Document segment:
It does seem more like a band album this time around, unlike the debut which had project written all over it, and on songs like ‘Little
Secret’ and ‘Faithless’, the band seem to have fully gelled as a unit, with Sherinian in particular, considerably more audible. A lot of the
music is fairly relentless, and it’s when they ease back a notch that things work best, as on the aforementioned ‘Little Secret’, which is
as close as they get to the blues, and on the big ballad, ‘Cold’.
The two weakest tracks are the ones where Bonamassa takes on the vocals, with the Led Zep III sound of ‘The Battle For Hadrian’s Wall’
not really coming off, although he does better on ‘An Ordinary Man’, where the band have a bash at some Bad Company. They also visit Led Zep II for ‘I Can See Your Spirit’, but if you’re looking for an out and out rock classic then ‘Smokestack Woman’ overcomes its title with ease. The best vocal is most definitely ‘Cold’, which sees Glenn Hughes pulling out all the stops.
It’s a more complete album than the debut, and for people starved of Led Zep vibes, this will be manna from heaven.

(Items from a dataset)
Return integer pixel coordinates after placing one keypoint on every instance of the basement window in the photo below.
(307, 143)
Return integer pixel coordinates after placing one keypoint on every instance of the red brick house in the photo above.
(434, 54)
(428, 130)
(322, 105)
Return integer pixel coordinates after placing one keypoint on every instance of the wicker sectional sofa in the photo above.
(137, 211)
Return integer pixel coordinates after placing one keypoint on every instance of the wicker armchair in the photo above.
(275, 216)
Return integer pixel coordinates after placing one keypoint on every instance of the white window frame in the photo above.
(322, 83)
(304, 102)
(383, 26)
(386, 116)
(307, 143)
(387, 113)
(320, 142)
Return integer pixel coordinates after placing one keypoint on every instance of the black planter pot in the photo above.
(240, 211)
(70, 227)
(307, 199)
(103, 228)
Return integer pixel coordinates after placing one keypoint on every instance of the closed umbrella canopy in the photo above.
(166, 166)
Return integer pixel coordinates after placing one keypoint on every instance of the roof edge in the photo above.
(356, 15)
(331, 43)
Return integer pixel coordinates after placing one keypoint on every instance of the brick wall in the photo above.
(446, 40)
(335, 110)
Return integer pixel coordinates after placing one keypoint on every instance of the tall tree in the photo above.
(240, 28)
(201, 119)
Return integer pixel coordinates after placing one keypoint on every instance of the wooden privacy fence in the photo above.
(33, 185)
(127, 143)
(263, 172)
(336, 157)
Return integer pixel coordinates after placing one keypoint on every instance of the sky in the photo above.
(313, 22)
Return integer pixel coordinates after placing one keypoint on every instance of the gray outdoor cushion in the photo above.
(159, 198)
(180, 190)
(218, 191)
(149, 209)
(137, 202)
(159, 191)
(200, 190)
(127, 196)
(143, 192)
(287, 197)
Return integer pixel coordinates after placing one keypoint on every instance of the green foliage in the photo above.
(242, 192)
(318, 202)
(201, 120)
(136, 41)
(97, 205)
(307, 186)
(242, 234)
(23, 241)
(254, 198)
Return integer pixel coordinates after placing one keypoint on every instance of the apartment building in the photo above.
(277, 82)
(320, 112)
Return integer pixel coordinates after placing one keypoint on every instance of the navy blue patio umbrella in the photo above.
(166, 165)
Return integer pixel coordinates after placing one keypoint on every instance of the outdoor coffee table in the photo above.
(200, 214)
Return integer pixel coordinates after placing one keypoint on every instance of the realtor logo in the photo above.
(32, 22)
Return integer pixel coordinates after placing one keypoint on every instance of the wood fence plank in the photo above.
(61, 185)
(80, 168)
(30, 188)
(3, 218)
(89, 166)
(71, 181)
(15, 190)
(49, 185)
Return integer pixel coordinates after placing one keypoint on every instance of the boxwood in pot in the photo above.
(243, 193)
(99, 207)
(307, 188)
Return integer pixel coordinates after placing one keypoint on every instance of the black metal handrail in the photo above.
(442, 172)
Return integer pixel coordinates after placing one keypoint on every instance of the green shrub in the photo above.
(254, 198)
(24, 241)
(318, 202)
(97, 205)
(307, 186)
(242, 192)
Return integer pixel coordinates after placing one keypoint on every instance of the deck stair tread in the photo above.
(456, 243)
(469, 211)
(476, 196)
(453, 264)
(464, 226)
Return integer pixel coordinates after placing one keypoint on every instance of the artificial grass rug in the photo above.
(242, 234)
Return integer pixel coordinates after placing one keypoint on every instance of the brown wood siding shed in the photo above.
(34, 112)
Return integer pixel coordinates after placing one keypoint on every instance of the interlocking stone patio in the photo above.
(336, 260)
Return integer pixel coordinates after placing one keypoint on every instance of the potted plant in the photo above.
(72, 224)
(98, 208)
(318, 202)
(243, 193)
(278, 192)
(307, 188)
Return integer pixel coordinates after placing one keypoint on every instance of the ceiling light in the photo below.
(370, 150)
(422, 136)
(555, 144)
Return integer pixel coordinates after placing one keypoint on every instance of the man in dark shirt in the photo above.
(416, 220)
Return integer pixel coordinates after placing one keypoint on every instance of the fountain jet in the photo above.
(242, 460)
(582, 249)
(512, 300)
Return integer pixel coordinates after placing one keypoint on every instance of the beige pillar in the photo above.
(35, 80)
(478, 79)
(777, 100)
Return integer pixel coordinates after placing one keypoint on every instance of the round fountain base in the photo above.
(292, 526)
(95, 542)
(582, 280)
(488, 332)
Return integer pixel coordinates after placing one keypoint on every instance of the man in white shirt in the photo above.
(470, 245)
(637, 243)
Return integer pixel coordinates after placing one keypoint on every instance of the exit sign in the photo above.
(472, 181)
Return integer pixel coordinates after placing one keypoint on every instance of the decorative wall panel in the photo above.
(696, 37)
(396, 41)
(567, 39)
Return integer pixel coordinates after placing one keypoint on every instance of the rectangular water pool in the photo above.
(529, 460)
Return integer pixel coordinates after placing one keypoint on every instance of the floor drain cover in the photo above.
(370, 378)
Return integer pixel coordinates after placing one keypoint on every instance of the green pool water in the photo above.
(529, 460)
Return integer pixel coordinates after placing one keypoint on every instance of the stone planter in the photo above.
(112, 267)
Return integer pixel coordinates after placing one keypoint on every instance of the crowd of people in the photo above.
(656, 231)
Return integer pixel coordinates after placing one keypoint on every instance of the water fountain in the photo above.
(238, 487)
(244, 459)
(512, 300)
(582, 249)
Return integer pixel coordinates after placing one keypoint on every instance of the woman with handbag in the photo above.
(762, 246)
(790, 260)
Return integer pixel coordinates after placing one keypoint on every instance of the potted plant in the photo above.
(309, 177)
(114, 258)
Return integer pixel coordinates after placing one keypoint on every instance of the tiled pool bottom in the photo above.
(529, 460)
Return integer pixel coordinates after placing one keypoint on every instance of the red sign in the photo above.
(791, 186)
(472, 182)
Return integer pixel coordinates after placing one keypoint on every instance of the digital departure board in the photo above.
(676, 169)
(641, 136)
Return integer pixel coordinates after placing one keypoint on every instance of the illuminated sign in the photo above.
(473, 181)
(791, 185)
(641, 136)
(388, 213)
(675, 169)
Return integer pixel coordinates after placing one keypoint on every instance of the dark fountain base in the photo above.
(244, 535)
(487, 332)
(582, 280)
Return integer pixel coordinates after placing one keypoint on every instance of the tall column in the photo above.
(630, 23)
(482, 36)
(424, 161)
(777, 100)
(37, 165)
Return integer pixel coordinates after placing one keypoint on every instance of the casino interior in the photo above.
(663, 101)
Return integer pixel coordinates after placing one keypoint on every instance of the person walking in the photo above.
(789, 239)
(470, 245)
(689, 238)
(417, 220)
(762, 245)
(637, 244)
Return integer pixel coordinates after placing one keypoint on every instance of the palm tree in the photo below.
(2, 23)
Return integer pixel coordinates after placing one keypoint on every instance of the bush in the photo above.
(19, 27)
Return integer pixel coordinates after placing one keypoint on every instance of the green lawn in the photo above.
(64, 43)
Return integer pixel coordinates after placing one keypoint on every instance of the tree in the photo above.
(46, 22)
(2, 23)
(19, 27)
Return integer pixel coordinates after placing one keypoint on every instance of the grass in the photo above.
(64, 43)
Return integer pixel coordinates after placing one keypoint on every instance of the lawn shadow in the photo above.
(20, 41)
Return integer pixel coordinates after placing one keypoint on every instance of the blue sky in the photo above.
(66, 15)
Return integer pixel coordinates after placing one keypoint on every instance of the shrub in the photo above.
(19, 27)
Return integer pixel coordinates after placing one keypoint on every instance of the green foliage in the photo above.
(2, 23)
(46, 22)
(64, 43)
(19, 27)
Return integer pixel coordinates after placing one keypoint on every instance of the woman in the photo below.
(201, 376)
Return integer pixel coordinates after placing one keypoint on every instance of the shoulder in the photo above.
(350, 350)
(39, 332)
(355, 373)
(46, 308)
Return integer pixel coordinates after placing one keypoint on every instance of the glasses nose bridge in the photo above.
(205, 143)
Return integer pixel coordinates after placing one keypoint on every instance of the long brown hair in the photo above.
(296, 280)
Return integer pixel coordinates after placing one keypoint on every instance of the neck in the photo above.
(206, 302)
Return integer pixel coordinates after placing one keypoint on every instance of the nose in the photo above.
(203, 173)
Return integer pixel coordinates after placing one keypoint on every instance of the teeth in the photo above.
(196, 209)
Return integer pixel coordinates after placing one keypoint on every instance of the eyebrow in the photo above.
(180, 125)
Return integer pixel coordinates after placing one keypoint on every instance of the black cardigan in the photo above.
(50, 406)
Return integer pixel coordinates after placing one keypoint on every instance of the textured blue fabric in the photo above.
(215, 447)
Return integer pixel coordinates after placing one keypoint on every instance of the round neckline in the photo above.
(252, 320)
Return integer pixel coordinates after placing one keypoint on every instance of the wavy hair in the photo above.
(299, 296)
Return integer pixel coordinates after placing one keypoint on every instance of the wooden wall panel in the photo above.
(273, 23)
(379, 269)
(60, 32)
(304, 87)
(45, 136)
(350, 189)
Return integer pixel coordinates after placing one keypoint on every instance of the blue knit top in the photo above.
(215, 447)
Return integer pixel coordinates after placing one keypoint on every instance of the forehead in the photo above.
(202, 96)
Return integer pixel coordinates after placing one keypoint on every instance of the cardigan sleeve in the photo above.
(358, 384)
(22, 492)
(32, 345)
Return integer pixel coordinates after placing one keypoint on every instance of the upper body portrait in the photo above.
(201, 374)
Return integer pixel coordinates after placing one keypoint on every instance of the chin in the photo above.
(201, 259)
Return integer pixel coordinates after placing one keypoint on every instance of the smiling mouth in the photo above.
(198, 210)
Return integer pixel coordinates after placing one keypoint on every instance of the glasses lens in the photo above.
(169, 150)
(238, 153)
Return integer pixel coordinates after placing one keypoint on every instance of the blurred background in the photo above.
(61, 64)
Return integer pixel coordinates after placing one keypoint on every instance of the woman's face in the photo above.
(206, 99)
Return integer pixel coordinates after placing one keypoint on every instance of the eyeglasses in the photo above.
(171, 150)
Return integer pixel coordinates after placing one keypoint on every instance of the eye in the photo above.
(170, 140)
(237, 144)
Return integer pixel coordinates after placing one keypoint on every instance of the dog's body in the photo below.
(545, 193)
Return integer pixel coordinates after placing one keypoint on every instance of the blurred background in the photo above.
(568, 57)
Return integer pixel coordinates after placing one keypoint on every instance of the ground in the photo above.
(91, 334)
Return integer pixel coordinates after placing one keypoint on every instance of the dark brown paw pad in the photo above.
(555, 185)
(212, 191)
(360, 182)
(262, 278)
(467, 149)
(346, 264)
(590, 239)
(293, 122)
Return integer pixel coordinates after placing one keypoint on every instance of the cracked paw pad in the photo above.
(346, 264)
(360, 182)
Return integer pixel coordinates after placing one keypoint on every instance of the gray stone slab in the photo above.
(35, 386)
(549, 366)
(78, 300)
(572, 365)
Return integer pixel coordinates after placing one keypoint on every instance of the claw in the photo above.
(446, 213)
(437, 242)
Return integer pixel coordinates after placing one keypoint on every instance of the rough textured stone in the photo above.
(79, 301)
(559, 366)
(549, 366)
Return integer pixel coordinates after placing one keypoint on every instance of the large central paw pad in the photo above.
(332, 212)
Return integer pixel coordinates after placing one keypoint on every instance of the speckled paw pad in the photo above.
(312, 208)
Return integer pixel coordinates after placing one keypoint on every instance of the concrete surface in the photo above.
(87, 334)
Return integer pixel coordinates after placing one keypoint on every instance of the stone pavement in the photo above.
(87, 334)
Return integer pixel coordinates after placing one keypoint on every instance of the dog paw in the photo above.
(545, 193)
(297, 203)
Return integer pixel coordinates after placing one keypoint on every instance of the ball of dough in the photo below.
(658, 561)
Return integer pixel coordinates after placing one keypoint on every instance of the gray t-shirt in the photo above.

Exercise set:
a. Answer these questions from the album review:
(i) Which track is described as the closest the band get to the blues?
(ii) Who delivers the best vocal, and on which song?
(iii) On which song does the band have a bash at some Bad Company?
b. Collect every line in the rows above that contains the word "body".

Task solutions:
a.
(i) ‘Little Secret’
(ii) Glenn Hughes, on ‘Cold’
(iii) ‘An Ordinary Man’

b.
Return integer pixel coordinates after placing one keypoint on every instance of the upper body portrait in the photo above.
Return integer pixel coordinates after placing one keypoint on every instance of the dog's body in the photo below.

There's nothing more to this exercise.